## start Supplied text

What’s wrong with giving a statement to the police?
If I didn’t do anything wrong, what’s the harm in giving a statement to the police? Even if somebody doesn’t want to press charges against you after an incident, giving a statement to the police isn’t a good idea. Why?
First, it’s not up to any individual to “press charges” – that is up to the prosecuting agency in the jurisdiction. The case can be forwarded to the DA for review even if the alleged victim doesn’t want to “press charges”. If the police are investigating, assume it will be sent to the DA for review and the possibility of charges being filed.
Next – even a misdemeanor conviction some harsh consequences. If convicted, there is potential jail time, probation, a conviction on your record indefinitely and other consequences depending on the charges. Some misdemeanors carry a 10 year ban on firearm possession, restraining orders, mandatory counseling, etc.
Aren’t the police just trying to get my side of things?
Here’s one fairly absolute rule: Do NOT talk to the police. They’re not trying to “get your side of things” or clear you. For example, if you got in a fight and claim that you hit somebody in self-defense, that’s a legal defense, but it won’t stop you from being investigated, arrested or charged. The police aren’t trying to help you by making a determination of self defense or not. They’re trying to get an incriminating statement from you – plain and simple.

## end Supplied text
## start Excerpted data

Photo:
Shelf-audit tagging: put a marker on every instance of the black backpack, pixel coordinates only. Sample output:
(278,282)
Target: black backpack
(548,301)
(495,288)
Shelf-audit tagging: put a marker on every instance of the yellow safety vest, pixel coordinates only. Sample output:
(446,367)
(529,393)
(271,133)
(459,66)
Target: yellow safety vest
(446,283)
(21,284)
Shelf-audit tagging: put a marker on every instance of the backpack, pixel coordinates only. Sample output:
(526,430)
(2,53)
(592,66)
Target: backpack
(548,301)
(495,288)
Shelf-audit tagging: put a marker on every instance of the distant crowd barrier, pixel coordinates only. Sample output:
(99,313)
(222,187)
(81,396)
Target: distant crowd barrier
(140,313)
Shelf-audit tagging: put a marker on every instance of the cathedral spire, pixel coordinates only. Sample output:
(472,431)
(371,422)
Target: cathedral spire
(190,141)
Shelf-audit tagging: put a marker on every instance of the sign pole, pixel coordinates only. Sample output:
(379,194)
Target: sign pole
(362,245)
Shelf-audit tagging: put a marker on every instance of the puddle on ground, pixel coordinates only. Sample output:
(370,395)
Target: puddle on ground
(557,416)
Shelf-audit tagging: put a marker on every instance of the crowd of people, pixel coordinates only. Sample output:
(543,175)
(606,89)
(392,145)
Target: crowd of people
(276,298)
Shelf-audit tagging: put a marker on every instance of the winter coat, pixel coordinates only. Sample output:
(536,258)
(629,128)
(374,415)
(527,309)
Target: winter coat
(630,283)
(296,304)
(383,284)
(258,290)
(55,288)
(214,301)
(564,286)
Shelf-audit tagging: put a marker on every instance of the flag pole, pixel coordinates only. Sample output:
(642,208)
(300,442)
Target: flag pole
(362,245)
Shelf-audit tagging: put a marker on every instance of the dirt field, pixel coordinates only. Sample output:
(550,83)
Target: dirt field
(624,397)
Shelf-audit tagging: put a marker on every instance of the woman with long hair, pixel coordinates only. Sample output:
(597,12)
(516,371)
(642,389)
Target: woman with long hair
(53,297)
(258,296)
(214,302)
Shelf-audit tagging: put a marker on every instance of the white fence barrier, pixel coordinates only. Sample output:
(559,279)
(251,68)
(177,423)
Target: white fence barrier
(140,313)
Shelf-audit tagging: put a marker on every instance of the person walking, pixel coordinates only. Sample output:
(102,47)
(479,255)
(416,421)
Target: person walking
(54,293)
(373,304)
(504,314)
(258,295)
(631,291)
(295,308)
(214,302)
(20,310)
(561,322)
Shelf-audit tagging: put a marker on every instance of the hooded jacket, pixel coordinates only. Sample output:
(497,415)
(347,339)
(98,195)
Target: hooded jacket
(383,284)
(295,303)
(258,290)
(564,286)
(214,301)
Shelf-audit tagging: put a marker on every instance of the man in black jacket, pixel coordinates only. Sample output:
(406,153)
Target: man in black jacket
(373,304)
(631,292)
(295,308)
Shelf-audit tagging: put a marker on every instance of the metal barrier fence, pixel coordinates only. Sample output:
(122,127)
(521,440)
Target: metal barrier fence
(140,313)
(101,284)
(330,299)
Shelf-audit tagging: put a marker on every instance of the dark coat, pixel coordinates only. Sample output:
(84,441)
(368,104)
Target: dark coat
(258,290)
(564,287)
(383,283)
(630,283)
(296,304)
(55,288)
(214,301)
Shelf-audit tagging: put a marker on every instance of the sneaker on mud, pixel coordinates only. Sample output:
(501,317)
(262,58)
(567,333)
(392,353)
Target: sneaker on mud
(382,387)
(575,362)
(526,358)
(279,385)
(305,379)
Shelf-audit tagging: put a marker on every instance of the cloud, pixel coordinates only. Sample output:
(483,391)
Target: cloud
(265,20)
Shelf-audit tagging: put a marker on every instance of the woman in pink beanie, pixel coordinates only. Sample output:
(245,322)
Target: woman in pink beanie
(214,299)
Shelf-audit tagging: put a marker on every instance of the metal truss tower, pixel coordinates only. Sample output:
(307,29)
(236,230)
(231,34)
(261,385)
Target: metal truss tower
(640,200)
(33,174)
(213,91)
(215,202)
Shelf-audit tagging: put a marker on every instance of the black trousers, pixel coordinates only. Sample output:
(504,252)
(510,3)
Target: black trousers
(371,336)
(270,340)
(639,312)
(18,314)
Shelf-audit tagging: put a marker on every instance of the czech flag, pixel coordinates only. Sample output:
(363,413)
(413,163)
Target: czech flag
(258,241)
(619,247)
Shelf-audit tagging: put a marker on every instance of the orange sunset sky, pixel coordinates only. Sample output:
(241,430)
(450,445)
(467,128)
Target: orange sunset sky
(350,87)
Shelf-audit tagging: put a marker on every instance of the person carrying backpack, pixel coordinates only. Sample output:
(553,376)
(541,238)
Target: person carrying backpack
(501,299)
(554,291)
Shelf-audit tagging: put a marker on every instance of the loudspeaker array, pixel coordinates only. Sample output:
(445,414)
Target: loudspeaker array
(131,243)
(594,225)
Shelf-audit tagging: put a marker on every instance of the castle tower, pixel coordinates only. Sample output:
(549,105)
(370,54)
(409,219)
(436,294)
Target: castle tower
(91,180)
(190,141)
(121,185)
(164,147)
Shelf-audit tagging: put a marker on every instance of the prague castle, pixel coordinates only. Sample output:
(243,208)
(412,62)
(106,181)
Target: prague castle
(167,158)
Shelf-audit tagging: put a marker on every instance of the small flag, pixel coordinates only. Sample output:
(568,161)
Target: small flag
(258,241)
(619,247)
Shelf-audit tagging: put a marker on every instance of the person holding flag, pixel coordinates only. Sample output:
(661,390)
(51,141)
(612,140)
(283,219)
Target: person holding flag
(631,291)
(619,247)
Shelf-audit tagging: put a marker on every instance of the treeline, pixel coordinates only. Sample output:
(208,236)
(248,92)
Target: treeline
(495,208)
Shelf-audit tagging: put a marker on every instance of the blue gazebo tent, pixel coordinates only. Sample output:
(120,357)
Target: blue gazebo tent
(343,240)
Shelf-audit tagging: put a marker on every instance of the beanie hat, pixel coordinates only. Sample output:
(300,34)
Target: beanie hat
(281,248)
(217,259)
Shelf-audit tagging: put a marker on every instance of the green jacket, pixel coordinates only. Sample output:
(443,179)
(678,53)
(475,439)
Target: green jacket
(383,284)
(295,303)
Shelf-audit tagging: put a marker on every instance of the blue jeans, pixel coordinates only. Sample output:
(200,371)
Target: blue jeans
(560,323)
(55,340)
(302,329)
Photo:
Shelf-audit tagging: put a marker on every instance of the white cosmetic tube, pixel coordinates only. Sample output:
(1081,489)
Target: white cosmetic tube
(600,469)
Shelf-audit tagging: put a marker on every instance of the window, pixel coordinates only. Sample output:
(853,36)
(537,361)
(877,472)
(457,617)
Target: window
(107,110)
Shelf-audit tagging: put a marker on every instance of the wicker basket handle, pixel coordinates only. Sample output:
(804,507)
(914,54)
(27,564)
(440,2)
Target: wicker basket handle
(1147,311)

## end Excerpted data

▸ **Brief 1**: Repeat, word for word, the stretch of the text on giving statements to the police from "Next – even" through "side of things?".
▸ **Brief 2**: Write the next part of the text on giving statements to the police, starting after its final sentence.

▸ **Final result 1**:
Next – even a misdemeanor conviction some harsh consequences. If convicted, there is potential jail time, probation, a conviction on your record indefinitely and other consequences depending on the charges. Some misdemeanors carry a 10 year ban on firearm possession, restraining orders, mandatory counseling, etc.
Aren’t the police just trying to get my side of things?

▸ **Final result 2**:
So if you’re innocent, why not just tell them your side of things? Many reasons. What if you say the wrong thing? What if they mis-hear what you say? What if you’re misquoted? Once they put it in the police report, unless it’s recorded, everybody will assume what’s in the report is true and accurate.
What if your statement contradicts what a witness says? Let’s suppose the witness gave a statement to the police, but their interpretation was wrong, they didn’t see the whole thing or they got the facts wrong? Then, if your statement doesn’t match, they will assume YOU are being dishonest – after all, why would the independent witness lie about what they saw? See where I’m going with this?
Here’s a link to another blog post I wrote with a video about why you shouldn’t call a detective back.
It’s time for a lawyer.
You’re concerned enough to be searching on the internet for information. Probably well-taken concern. I’d suggest you sit down face to face with a good local criminal defense attorney to discuss things in greater detail. In the mean time, don’t make ANY statements to ANYONE about this. No Facebook, Twitter, emails, texts or calls. Assume everything you say is going straight back to the police and will come back to haunt you.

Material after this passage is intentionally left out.